-- MATERIAL SHOWN --
[START]
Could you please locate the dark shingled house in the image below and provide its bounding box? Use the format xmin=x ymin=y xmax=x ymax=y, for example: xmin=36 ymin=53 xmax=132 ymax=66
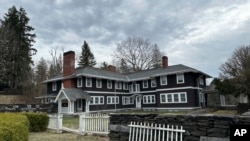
xmin=43 ymin=51 xmax=211 ymax=113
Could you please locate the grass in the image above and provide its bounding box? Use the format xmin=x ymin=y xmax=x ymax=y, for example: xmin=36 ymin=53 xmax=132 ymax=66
xmin=29 ymin=130 xmax=109 ymax=141
xmin=63 ymin=116 xmax=79 ymax=129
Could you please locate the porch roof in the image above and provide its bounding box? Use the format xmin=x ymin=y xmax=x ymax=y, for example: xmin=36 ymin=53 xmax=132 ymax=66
xmin=55 ymin=88 xmax=90 ymax=101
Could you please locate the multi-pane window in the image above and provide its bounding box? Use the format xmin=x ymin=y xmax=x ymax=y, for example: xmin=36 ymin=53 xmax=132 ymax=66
xmin=77 ymin=77 xmax=82 ymax=87
xmin=160 ymin=92 xmax=187 ymax=103
xmin=90 ymin=96 xmax=104 ymax=105
xmin=142 ymin=80 xmax=148 ymax=88
xmin=96 ymin=79 xmax=102 ymax=88
xmin=52 ymin=82 xmax=57 ymax=91
xmin=199 ymin=77 xmax=204 ymax=85
xmin=107 ymin=96 xmax=119 ymax=104
xmin=151 ymin=79 xmax=156 ymax=87
xmin=122 ymin=96 xmax=134 ymax=105
xmin=123 ymin=82 xmax=128 ymax=90
xmin=143 ymin=95 xmax=155 ymax=104
xmin=115 ymin=81 xmax=122 ymax=89
xmin=176 ymin=73 xmax=185 ymax=84
xmin=107 ymin=80 xmax=112 ymax=89
xmin=129 ymin=83 xmax=140 ymax=93
xmin=86 ymin=77 xmax=92 ymax=87
xmin=161 ymin=76 xmax=168 ymax=85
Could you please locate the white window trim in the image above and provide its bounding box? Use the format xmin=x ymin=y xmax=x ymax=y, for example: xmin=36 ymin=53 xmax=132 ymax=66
xmin=107 ymin=96 xmax=119 ymax=104
xmin=96 ymin=78 xmax=102 ymax=88
xmin=115 ymin=81 xmax=122 ymax=90
xmin=151 ymin=79 xmax=157 ymax=88
xmin=86 ymin=77 xmax=92 ymax=87
xmin=176 ymin=73 xmax=185 ymax=84
xmin=76 ymin=77 xmax=82 ymax=87
xmin=160 ymin=75 xmax=168 ymax=85
xmin=199 ymin=76 xmax=204 ymax=85
xmin=142 ymin=80 xmax=148 ymax=88
xmin=160 ymin=92 xmax=187 ymax=104
xmin=89 ymin=96 xmax=104 ymax=105
xmin=52 ymin=81 xmax=57 ymax=91
xmin=107 ymin=80 xmax=112 ymax=89
xmin=123 ymin=82 xmax=128 ymax=90
xmin=122 ymin=96 xmax=134 ymax=105
xmin=143 ymin=95 xmax=156 ymax=104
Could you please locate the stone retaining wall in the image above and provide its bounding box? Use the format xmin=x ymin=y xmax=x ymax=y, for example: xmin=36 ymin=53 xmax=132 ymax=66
xmin=109 ymin=114 xmax=250 ymax=141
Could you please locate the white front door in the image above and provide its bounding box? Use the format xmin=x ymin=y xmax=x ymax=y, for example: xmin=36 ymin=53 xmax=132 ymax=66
xmin=135 ymin=96 xmax=141 ymax=108
xmin=76 ymin=99 xmax=82 ymax=112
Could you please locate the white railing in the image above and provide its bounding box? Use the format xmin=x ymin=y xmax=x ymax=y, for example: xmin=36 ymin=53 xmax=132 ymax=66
xmin=128 ymin=122 xmax=185 ymax=141
xmin=79 ymin=113 xmax=109 ymax=134
xmin=48 ymin=113 xmax=110 ymax=134
xmin=48 ymin=115 xmax=63 ymax=132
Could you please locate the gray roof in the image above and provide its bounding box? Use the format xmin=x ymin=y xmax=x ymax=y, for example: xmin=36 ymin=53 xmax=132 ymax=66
xmin=61 ymin=88 xmax=90 ymax=101
xmin=44 ymin=64 xmax=211 ymax=83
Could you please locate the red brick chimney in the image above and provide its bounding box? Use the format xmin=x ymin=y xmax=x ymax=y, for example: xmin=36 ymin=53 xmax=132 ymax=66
xmin=162 ymin=56 xmax=168 ymax=68
xmin=108 ymin=65 xmax=116 ymax=72
xmin=63 ymin=51 xmax=75 ymax=88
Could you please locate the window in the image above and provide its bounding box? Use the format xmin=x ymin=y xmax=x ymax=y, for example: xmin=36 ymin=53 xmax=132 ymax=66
xmin=86 ymin=77 xmax=92 ymax=87
xmin=77 ymin=77 xmax=82 ymax=87
xmin=52 ymin=82 xmax=57 ymax=91
xmin=122 ymin=96 xmax=134 ymax=105
xmin=115 ymin=81 xmax=122 ymax=89
xmin=161 ymin=76 xmax=168 ymax=85
xmin=151 ymin=79 xmax=156 ymax=87
xmin=142 ymin=80 xmax=148 ymax=88
xmin=96 ymin=78 xmax=102 ymax=88
xmin=160 ymin=92 xmax=187 ymax=103
xmin=123 ymin=82 xmax=128 ymax=90
xmin=107 ymin=96 xmax=119 ymax=104
xmin=107 ymin=80 xmax=112 ymax=89
xmin=143 ymin=95 xmax=155 ymax=104
xmin=129 ymin=83 xmax=140 ymax=93
xmin=199 ymin=76 xmax=204 ymax=85
xmin=90 ymin=96 xmax=104 ymax=105
xmin=176 ymin=73 xmax=184 ymax=84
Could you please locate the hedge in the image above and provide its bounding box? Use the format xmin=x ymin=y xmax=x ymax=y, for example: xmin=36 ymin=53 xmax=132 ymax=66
xmin=24 ymin=113 xmax=49 ymax=132
xmin=0 ymin=113 xmax=29 ymax=141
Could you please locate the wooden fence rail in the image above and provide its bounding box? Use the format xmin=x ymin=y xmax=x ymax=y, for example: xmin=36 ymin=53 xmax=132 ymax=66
xmin=128 ymin=122 xmax=185 ymax=141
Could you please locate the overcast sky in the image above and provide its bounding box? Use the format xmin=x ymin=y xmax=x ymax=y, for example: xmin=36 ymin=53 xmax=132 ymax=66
xmin=0 ymin=0 xmax=250 ymax=77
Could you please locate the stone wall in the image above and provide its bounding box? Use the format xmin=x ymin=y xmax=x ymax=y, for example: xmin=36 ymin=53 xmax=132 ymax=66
xmin=109 ymin=114 xmax=250 ymax=141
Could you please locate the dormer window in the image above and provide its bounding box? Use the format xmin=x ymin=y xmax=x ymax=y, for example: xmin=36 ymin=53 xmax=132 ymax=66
xmin=151 ymin=79 xmax=156 ymax=88
xmin=161 ymin=76 xmax=168 ymax=85
xmin=176 ymin=73 xmax=185 ymax=84
xmin=199 ymin=76 xmax=204 ymax=85
xmin=52 ymin=82 xmax=57 ymax=91
xmin=143 ymin=80 xmax=148 ymax=88
xmin=77 ymin=77 xmax=82 ymax=87
xmin=107 ymin=80 xmax=112 ymax=89
xmin=86 ymin=77 xmax=92 ymax=87
xmin=96 ymin=79 xmax=102 ymax=88
xmin=115 ymin=81 xmax=122 ymax=89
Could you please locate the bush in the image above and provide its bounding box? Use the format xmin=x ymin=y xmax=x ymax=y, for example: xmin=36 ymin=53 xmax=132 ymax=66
xmin=0 ymin=113 xmax=29 ymax=141
xmin=24 ymin=113 xmax=49 ymax=132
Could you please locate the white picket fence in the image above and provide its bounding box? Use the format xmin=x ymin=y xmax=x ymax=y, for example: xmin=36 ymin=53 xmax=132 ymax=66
xmin=128 ymin=122 xmax=185 ymax=141
xmin=48 ymin=113 xmax=110 ymax=134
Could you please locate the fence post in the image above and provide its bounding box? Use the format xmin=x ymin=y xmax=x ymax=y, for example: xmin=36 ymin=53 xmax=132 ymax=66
xmin=79 ymin=114 xmax=86 ymax=134
xmin=57 ymin=114 xmax=63 ymax=133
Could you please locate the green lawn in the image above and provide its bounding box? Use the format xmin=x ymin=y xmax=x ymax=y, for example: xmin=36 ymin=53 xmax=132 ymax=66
xmin=29 ymin=131 xmax=109 ymax=141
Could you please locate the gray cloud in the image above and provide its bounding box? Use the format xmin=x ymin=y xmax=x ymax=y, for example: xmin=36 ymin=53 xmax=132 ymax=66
xmin=0 ymin=0 xmax=250 ymax=76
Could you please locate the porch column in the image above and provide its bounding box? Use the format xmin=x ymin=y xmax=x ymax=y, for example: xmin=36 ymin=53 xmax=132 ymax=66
xmin=58 ymin=99 xmax=62 ymax=113
xmin=85 ymin=99 xmax=89 ymax=112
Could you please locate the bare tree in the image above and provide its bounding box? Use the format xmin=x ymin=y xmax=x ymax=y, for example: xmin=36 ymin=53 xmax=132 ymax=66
xmin=216 ymin=45 xmax=250 ymax=101
xmin=48 ymin=46 xmax=63 ymax=78
xmin=114 ymin=37 xmax=163 ymax=71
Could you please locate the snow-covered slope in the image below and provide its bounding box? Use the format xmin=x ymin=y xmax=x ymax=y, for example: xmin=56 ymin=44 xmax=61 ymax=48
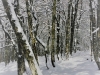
xmin=39 ymin=51 xmax=100 ymax=75
xmin=0 ymin=51 xmax=100 ymax=75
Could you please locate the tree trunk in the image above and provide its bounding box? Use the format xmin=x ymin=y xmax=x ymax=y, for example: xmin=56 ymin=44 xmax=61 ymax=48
xmin=2 ymin=0 xmax=42 ymax=75
xmin=51 ymin=0 xmax=56 ymax=67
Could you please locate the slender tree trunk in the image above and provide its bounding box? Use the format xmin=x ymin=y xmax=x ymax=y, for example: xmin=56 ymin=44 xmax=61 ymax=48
xmin=51 ymin=0 xmax=56 ymax=67
xmin=90 ymin=0 xmax=100 ymax=69
xmin=2 ymin=0 xmax=42 ymax=75
xmin=14 ymin=0 xmax=25 ymax=75
xmin=57 ymin=0 xmax=60 ymax=60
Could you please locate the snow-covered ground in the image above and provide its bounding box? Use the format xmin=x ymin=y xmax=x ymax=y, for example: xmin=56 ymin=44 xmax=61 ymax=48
xmin=39 ymin=51 xmax=100 ymax=75
xmin=0 ymin=62 xmax=17 ymax=75
xmin=0 ymin=51 xmax=100 ymax=75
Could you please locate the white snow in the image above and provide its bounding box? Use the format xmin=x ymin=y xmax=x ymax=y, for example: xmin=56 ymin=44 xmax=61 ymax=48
xmin=0 ymin=51 xmax=100 ymax=75
xmin=39 ymin=51 xmax=100 ymax=75
xmin=0 ymin=62 xmax=17 ymax=75
xmin=92 ymin=27 xmax=99 ymax=34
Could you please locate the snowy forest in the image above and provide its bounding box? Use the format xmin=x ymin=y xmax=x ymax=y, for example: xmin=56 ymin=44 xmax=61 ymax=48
xmin=0 ymin=0 xmax=100 ymax=75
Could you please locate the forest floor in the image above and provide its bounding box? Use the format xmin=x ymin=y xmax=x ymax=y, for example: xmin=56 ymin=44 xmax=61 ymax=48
xmin=0 ymin=51 xmax=100 ymax=75
xmin=39 ymin=51 xmax=100 ymax=75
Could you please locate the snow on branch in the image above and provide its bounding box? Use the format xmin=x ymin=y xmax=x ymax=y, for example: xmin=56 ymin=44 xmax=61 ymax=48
xmin=0 ymin=20 xmax=15 ymax=45
xmin=36 ymin=36 xmax=47 ymax=48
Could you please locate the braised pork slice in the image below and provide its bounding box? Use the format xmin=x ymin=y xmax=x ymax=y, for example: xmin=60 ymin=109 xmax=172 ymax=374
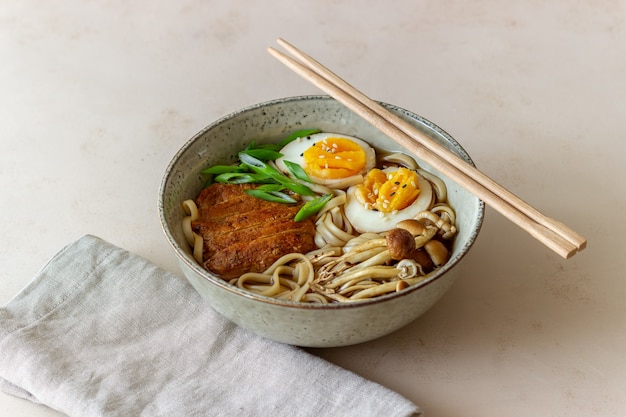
xmin=192 ymin=184 xmax=316 ymax=278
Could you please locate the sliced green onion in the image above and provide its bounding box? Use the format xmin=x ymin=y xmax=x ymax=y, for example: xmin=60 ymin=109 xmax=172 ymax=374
xmin=241 ymin=148 xmax=283 ymax=161
xmin=200 ymin=165 xmax=248 ymax=175
xmin=239 ymin=152 xmax=315 ymax=196
xmin=294 ymin=194 xmax=333 ymax=222
xmin=283 ymin=160 xmax=313 ymax=183
xmin=213 ymin=172 xmax=272 ymax=184
xmin=278 ymin=129 xmax=322 ymax=148
xmin=256 ymin=184 xmax=285 ymax=192
xmin=244 ymin=189 xmax=298 ymax=203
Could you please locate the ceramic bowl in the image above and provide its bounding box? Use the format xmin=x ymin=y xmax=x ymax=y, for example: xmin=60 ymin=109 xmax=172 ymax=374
xmin=158 ymin=96 xmax=484 ymax=347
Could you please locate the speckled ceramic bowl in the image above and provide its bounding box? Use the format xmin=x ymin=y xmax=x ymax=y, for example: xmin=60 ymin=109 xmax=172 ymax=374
xmin=159 ymin=96 xmax=484 ymax=347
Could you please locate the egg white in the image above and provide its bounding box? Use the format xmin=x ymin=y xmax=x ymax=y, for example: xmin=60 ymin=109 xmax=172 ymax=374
xmin=344 ymin=167 xmax=433 ymax=233
xmin=275 ymin=133 xmax=376 ymax=188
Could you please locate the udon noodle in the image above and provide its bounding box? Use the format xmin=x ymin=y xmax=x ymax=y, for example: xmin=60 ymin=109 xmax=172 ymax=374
xmin=182 ymin=135 xmax=456 ymax=303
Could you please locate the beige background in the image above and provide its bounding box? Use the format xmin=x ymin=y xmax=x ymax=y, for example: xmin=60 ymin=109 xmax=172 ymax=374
xmin=0 ymin=0 xmax=626 ymax=417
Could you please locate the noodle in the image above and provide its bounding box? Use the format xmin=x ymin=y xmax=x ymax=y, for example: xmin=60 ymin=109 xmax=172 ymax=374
xmin=182 ymin=138 xmax=457 ymax=304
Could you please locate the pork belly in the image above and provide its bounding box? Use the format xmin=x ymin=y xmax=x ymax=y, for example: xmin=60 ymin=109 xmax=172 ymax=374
xmin=192 ymin=184 xmax=316 ymax=279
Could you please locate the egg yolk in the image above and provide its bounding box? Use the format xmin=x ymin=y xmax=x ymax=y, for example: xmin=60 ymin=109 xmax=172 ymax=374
xmin=302 ymin=138 xmax=366 ymax=179
xmin=357 ymin=168 xmax=420 ymax=213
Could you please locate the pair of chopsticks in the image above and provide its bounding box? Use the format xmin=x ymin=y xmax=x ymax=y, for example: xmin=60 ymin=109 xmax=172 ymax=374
xmin=268 ymin=39 xmax=587 ymax=259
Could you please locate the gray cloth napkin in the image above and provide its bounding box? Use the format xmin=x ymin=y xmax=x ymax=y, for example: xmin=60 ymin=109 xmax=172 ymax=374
xmin=0 ymin=236 xmax=421 ymax=417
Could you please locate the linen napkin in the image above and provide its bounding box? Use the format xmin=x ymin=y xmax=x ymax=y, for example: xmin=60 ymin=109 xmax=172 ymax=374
xmin=0 ymin=235 xmax=421 ymax=417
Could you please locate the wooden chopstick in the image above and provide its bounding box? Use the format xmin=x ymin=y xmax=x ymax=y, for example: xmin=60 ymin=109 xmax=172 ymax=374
xmin=268 ymin=39 xmax=586 ymax=259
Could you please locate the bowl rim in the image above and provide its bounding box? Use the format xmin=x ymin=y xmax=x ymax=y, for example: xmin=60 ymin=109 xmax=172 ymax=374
xmin=158 ymin=95 xmax=485 ymax=310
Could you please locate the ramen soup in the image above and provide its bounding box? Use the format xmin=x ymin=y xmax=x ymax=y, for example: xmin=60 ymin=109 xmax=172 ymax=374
xmin=182 ymin=130 xmax=457 ymax=303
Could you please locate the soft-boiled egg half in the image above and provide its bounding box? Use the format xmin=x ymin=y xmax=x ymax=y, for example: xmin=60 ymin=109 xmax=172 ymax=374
xmin=344 ymin=167 xmax=434 ymax=233
xmin=276 ymin=133 xmax=376 ymax=188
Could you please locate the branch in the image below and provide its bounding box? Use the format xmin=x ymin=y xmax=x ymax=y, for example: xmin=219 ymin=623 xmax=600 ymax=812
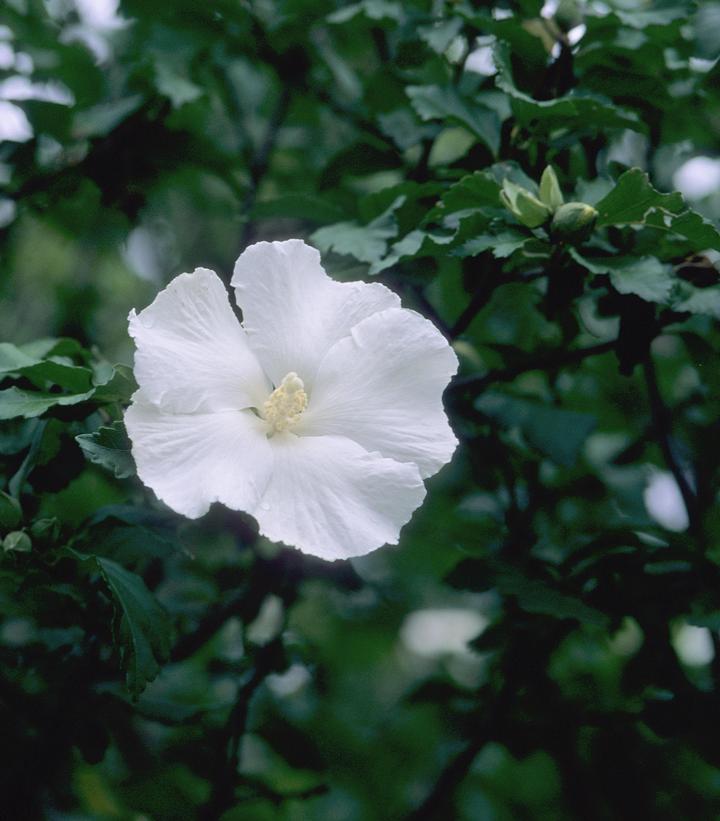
xmin=450 ymin=339 xmax=616 ymax=394
xmin=643 ymin=353 xmax=704 ymax=546
xmin=240 ymin=83 xmax=292 ymax=248
xmin=200 ymin=637 xmax=283 ymax=821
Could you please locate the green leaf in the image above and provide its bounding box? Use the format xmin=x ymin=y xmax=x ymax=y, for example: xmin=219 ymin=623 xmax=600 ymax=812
xmin=570 ymin=249 xmax=677 ymax=305
xmin=2 ymin=530 xmax=32 ymax=553
xmin=155 ymin=60 xmax=204 ymax=108
xmin=647 ymin=210 xmax=720 ymax=252
xmin=494 ymin=43 xmax=647 ymax=132
xmin=496 ymin=567 xmax=608 ymax=627
xmin=75 ymin=421 xmax=135 ymax=479
xmin=327 ymin=0 xmax=403 ymax=23
xmin=0 ymin=386 xmax=94 ymax=421
xmin=452 ymin=229 xmax=530 ymax=259
xmin=94 ymin=556 xmax=171 ymax=696
xmin=252 ymin=193 xmax=345 ymax=224
xmin=570 ymin=249 xmax=720 ymax=319
xmin=0 ymin=490 xmax=22 ymax=530
xmin=475 ymin=393 xmax=597 ymax=466
xmin=0 ymin=342 xmax=92 ymax=393
xmin=447 ymin=559 xmax=608 ymax=627
xmin=596 ymin=168 xmax=685 ymax=228
xmin=310 ymin=197 xmax=405 ymax=265
xmin=73 ymin=94 xmax=144 ymax=139
xmin=405 ymin=86 xmax=500 ymax=154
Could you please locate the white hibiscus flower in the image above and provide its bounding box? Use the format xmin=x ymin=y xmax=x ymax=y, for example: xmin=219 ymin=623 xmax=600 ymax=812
xmin=125 ymin=240 xmax=458 ymax=559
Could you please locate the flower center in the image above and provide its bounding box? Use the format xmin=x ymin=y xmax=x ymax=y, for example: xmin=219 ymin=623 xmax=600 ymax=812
xmin=263 ymin=371 xmax=307 ymax=434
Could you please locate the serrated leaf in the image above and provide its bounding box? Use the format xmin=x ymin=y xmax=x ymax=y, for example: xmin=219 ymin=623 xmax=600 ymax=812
xmin=570 ymin=249 xmax=677 ymax=305
xmin=0 ymin=386 xmax=93 ymax=420
xmin=447 ymin=559 xmax=608 ymax=627
xmin=405 ymin=86 xmax=500 ymax=154
xmin=0 ymin=490 xmax=22 ymax=530
xmin=570 ymin=249 xmax=720 ymax=318
xmin=452 ymin=230 xmax=530 ymax=259
xmin=0 ymin=342 xmax=92 ymax=393
xmin=252 ymin=194 xmax=345 ymax=224
xmin=475 ymin=393 xmax=597 ymax=466
xmin=596 ymin=168 xmax=685 ymax=228
xmin=94 ymin=556 xmax=171 ymax=696
xmin=310 ymin=197 xmax=405 ymax=265
xmin=75 ymin=421 xmax=135 ymax=479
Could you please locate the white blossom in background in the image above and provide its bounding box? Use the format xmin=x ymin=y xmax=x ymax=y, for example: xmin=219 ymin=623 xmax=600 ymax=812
xmin=672 ymin=624 xmax=715 ymax=667
xmin=0 ymin=100 xmax=33 ymax=143
xmin=643 ymin=471 xmax=690 ymax=532
xmin=673 ymin=157 xmax=720 ymax=200
xmin=125 ymin=240 xmax=458 ymax=560
xmin=400 ymin=607 xmax=489 ymax=658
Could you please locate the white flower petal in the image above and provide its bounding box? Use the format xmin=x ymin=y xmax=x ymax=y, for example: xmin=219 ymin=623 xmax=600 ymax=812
xmin=253 ymin=433 xmax=425 ymax=560
xmin=125 ymin=390 xmax=273 ymax=519
xmin=232 ymin=239 xmax=400 ymax=386
xmin=129 ymin=268 xmax=271 ymax=413
xmin=296 ymin=308 xmax=458 ymax=477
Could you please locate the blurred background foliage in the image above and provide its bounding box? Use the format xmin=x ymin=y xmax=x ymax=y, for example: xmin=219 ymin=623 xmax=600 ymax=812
xmin=0 ymin=0 xmax=720 ymax=821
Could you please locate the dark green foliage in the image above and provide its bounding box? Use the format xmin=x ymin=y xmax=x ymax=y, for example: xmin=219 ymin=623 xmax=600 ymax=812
xmin=0 ymin=0 xmax=720 ymax=821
[END]
Starting at the line containing "Could you please locate the dark green" and ending at the end of the records, write those lines again with "foliage" swapped for "leaves" and everything else left the same.

-- TASK SOLUTION --
Could you please locate the dark green leaves in the image above and provide its bounding box? Use the format xmin=x ymin=y xmax=x ymax=y, for example: xmin=219 ymin=623 xmax=600 ymax=812
xmin=0 ymin=0 xmax=720 ymax=821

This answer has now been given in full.